**Dataset records:**
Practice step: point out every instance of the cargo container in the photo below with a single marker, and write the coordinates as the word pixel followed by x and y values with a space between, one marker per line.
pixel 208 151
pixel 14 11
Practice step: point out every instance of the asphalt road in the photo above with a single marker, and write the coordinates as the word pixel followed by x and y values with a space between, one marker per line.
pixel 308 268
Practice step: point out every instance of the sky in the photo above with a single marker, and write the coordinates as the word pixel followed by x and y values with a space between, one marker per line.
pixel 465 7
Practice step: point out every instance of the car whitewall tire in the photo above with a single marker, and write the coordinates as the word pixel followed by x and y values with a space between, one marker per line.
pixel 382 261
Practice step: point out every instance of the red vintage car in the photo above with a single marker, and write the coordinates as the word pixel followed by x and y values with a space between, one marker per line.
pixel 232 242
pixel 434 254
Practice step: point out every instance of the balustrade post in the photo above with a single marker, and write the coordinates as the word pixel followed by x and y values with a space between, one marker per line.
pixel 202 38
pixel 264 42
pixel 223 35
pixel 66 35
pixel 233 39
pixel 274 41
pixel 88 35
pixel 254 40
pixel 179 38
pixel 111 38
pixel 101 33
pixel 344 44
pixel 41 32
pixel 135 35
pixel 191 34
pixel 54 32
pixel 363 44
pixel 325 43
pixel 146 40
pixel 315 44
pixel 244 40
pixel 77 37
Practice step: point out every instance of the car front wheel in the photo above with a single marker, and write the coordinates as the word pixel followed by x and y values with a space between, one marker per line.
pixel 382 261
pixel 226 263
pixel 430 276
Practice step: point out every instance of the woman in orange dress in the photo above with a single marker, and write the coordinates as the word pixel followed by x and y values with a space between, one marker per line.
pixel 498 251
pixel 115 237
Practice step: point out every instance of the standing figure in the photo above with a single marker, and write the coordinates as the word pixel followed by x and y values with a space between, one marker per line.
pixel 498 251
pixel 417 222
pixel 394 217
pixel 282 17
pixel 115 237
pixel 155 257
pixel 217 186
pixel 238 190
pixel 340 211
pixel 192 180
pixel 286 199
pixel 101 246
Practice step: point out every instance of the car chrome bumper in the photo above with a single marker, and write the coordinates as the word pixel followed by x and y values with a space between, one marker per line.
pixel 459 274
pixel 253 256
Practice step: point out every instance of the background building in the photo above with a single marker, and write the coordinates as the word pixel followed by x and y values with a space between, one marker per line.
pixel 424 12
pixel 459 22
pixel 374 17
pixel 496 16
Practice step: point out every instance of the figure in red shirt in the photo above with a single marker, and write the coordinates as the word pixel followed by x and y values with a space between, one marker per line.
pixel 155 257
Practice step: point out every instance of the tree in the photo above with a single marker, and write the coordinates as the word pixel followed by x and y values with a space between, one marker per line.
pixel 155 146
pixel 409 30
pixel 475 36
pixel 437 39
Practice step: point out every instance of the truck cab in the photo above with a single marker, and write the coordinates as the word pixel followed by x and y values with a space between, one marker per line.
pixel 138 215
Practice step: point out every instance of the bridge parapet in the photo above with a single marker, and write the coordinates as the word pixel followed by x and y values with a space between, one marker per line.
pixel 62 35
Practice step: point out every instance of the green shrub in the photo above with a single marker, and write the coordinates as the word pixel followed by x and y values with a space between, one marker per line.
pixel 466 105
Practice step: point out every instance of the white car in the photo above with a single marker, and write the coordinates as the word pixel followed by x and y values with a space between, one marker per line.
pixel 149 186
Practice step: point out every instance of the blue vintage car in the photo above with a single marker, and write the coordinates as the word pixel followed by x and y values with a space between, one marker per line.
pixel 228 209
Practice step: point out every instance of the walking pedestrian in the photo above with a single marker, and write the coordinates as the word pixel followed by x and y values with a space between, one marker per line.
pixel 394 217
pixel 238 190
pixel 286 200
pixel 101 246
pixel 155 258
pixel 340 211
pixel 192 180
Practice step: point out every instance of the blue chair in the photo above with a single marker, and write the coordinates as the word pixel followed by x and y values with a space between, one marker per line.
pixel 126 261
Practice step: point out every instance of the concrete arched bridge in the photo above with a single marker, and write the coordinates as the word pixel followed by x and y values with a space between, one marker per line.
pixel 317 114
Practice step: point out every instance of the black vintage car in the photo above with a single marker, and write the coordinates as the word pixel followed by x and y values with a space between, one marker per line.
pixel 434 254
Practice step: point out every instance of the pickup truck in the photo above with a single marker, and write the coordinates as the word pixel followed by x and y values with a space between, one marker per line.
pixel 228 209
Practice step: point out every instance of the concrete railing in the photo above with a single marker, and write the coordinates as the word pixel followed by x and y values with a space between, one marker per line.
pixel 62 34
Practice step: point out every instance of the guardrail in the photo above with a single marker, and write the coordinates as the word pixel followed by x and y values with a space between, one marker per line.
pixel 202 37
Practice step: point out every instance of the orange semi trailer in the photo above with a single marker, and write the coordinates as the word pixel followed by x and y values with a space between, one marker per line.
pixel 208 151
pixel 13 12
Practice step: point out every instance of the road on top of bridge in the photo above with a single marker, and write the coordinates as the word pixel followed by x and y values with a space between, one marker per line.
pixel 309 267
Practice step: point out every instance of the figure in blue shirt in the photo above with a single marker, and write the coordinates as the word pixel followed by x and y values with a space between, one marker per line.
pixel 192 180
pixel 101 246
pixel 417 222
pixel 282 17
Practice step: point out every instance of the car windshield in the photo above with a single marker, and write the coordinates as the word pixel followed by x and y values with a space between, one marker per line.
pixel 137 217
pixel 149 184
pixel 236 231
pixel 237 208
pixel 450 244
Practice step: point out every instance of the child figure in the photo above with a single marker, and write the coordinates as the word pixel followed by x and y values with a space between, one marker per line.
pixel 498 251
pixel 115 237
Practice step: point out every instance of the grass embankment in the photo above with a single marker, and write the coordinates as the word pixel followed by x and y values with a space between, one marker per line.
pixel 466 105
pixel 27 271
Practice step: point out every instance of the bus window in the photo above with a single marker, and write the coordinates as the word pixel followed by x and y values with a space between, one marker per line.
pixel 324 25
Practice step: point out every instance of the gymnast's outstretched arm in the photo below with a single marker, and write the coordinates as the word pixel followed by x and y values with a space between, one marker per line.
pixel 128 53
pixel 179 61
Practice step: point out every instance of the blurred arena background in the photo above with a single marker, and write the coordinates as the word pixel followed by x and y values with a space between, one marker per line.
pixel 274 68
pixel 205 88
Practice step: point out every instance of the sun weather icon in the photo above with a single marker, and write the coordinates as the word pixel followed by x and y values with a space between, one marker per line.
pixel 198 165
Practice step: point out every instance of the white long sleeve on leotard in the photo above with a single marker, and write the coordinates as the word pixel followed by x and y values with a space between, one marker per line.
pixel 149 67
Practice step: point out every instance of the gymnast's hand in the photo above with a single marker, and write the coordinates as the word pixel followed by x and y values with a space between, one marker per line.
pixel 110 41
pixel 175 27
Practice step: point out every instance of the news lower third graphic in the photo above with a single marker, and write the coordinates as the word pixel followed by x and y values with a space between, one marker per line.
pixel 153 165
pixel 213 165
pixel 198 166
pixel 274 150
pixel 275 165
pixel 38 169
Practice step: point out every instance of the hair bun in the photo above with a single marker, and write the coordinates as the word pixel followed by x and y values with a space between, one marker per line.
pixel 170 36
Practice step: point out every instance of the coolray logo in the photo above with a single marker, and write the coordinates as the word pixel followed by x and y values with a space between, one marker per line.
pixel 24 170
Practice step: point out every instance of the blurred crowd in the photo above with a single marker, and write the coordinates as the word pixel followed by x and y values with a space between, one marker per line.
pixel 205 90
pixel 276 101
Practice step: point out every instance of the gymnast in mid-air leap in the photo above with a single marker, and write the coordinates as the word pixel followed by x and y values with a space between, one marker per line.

**Work to complete:** Transcription of the entire listing, word for word, is required.

**Result of the task:**
Practice step: point out every instance of the cargo container in the photo below with a single marker, and write the coordinates as the word pixel followed by x and y values with a space between, one marker per line.
pixel 208 151
pixel 14 11
Practice step: point out every instance of the asphalt road in the photo above with a single marker, and write the coordinates as the word pixel followed by x and y values with a space between, one marker per line.
pixel 308 268
Practice step: point out every instance of the sky in the photo above with a single marker, and write the coordinates as the word pixel followed by x and y values with a space between, one marker per line.
pixel 465 7
Practice step: point out every instance of the car whitewall tire in the photo above with a single marker, and write the coordinates as the word pixel followed by x and y values with a space between, one marker per line.
pixel 382 261
Practice step: point out every instance of the red vintage car in the photo above with a single marker, and write the coordinates as the word pixel followed by x and y values with a space between, one marker per line.
pixel 232 242
pixel 434 254
Practice step: point out every instance of the balustrade post in the photo above with a single marker, and write the coordinates as the word pixel followed by x and y values with a space between, one marker per line.
pixel 202 38
pixel 264 42
pixel 223 35
pixel 66 35
pixel 233 39
pixel 274 41
pixel 88 35
pixel 254 40
pixel 179 38
pixel 111 38
pixel 101 33
pixel 344 44
pixel 41 32
pixel 135 35
pixel 191 34
pixel 54 32
pixel 363 44
pixel 325 43
pixel 146 40
pixel 315 44
pixel 244 40
pixel 77 37
Practice step: point out every instance of the car front wheel in the photo above with a single marker, and write the coordinates as the word pixel followed by x and y values with a space between, one marker per line.
pixel 382 261
pixel 226 263
pixel 430 276
Practice step: point out every instance of the woman in orange dress in the photo above with a single marker, and write the coordinates as the word pixel followed by x and y values with a space between, one marker per line.
pixel 498 251
pixel 115 237
Practice step: point out every instance of the standing figure in the photo above with a single marker, and write the coordinates as the word pixel followed by x and y values with a space between, one marker per line.
pixel 498 251
pixel 417 222
pixel 394 217
pixel 282 17
pixel 115 237
pixel 155 257
pixel 217 186
pixel 238 190
pixel 340 211
pixel 192 180
pixel 286 199
pixel 101 246
Practice step: point out every instance of the car chrome bumper in the photo above with a single marker, and write the coordinates as the word pixel followed by x and y values with a space between, one marker per line.
pixel 459 274
pixel 253 256
Practice step: point out every instance of the background building in the photo above with a single marker, and write the coordinates as the word pixel followed by x and y values with a space between, one marker per line.
pixel 424 12
pixel 459 22
pixel 374 17
pixel 496 16
Practice step: point out every instance of the figure in red shirt in the photo above with a single marker, and write the coordinates as the word pixel followed by x and y values with a space between, one marker per line.
pixel 155 257
Practice step: point out every instance of the tree in the photo above with a single marker, and write the coordinates as the word pixel followed by x and y values with a space between, one marker per line.
pixel 155 146
pixel 409 30
pixel 475 36
pixel 437 39
Practice step: point out every instance of the truck cab in the photo above with a single marker, and write the coordinates as the word pixel followed by x and y values with a space between, one marker per line.
pixel 138 215
Practice step: point out every instance of the bridge parapet in the photo above with a single marker, and write the coordinates as the word pixel followed by x and y values with a space between, one marker per line.
pixel 62 35
Practice step: point out every instance of the green shrub in the photo above with a single marker, and write the coordinates as the word pixel followed by x and y values with a space between, one marker per line.
pixel 466 105
Practice step: point out every instance of the white car in the photo above with a single marker, and write the coordinates as the word pixel followed by x and y values with a space between, one marker per line.
pixel 149 186
Practice step: point out every instance of the blue vintage car in the photo above with a single marker, and write the coordinates as the word pixel followed by x and y values with a space between, one marker per line.
pixel 228 209
Practice step: point out every instance of the walking pedestrian in the photo above with a single marker, and write the coordinates as the word pixel followed by x and y values with a space between, one marker per line.
pixel 394 217
pixel 238 190
pixel 286 200
pixel 101 246
pixel 155 258
pixel 340 211
pixel 192 180
Practice step: point out every instance of the blue chair in the photo above with a single marker, and write the coordinates as the word pixel followed by x and y values with a space between, one marker per line.
pixel 126 261
Practice step: point out every instance of the concrete arched bridge in the photo above with a single marker, and write the coordinates as the word pixel followed by x and y values with a space between, one marker per line.
pixel 317 114
Practice step: point out every instance of the black vintage car in the photo above with a single marker, and write the coordinates as the word pixel followed by x and y values with a space between, one marker per line.
pixel 434 254
Practice step: point out every instance of the pickup truck in the photo above with a single marker, and write the coordinates as the word pixel followed by x and y values with a space between, one marker per line.
pixel 228 209
Practice step: point out every instance of the concrete railing in the photo above with a single marker, and write the coordinates as the word pixel followed by x and y values with a space between, one marker per line.
pixel 62 34
Practice step: point out every instance of the guardrail in the photo above with a single marker, and write the coordinates as the word pixel followed by x and y values with a space between, one marker per line.
pixel 202 37
Practice step: point out every instance of the orange semi trailer in the photo above with a single marker, and write the coordinates as the word pixel followed by x and y values with a space between, one marker per line.
pixel 208 151
pixel 13 12
Practice step: point out every instance of the road on top of bridge in the photo above with a single marker, and write the coordinates as the word pixel followed by x and y values with a space between, one marker per line.
pixel 309 267
Practice step: point out every instance of the figure in blue shirt in the photo above with a single marker, and write the coordinates as the word pixel followed by x and y values with a space between, one marker per line.
pixel 192 180
pixel 101 246
pixel 417 222
pixel 282 17
Practice step: point out every instance of the car windshield in the photo above with a single marker, and write the coordinates as the word pixel followed by x and y values with a space between, one marker per line.
pixel 137 217
pixel 149 184
pixel 236 231
pixel 237 208
pixel 450 244
Practice step: point out every instance of the child figure in the photo above with a single marker, and write the coordinates as the word pixel followed by x and y values with a space between, one marker per line.
pixel 498 251
pixel 115 237
Practice step: point out every instance of the grass embankment in the photo above with a single marker, and write the coordinates as the word pixel followed by x and y values with a space between, one marker per line.
pixel 466 105
pixel 27 271
Practice step: point out every instance of the bus window in the photo above with a single marker, and write the coordinates as the word pixel followed by x and y values with a space between, one marker per line.
pixel 324 25
Practice step: point out every instance of the gymnast's outstretched arm in the photo below with a single marker, and write the coordinates as the word pixel followed by x and y values with a space between, one marker per line.
pixel 128 53
pixel 179 61
Practice step: point out every instance of the blurred arena background in the photo above with a single marker, and write the coordinates as the word pixel followed by x and y values with a space between, one marker per line.
pixel 274 68
pixel 205 88
Practice step: point out every instance of the sun weather icon in the photo above with a single marker, and write the coordinates as the word pixel followed by x and y values with a space between, one marker per line.
pixel 198 165
Practice step: point out every instance of the white long sleeve on leotard in the photo above with a single marker, and write the coordinates as the word pixel followed by x and y values with a space between, one marker per line.
pixel 149 67
Practice step: point out every instance of the gymnast's hand in the photo above with a single marker, and write the coordinates as the word pixel followed by x and y values with a space between, one marker per line.
pixel 110 41
pixel 175 27
Practice step: point out every instance of the news lower third graphic in the photo above with a single marker, and write the coordinates as the word pixel followed by x and y values with a space between, one marker per line.
pixel 153 165
pixel 213 165
pixel 198 166
pixel 274 150
pixel 275 165
pixel 38 169
Practice step: point out every instance of the hair bun in the photo above with a single marker, and write the coordinates as the word pixel followed by x and y values with a space between, one marker per line.
pixel 170 36
Practice step: point out every instance of the coolray logo in the photo above with a single marker, and write the coordinates as the word pixel followed by x and y values with a space between, one marker per line.
pixel 24 170
Practice step: point out every instance of the blurred crowd in the photo above with a single marker, and write the coordinates as the word pixel followed by x and y values with a space between, one marker per line.
pixel 205 90
pixel 276 101
Practice step: point out every instance of the gymnast in mid-air leap in the photo above with a single marker, and write the coordinates as the word pixel followed by x and y values with a space between, one marker per line.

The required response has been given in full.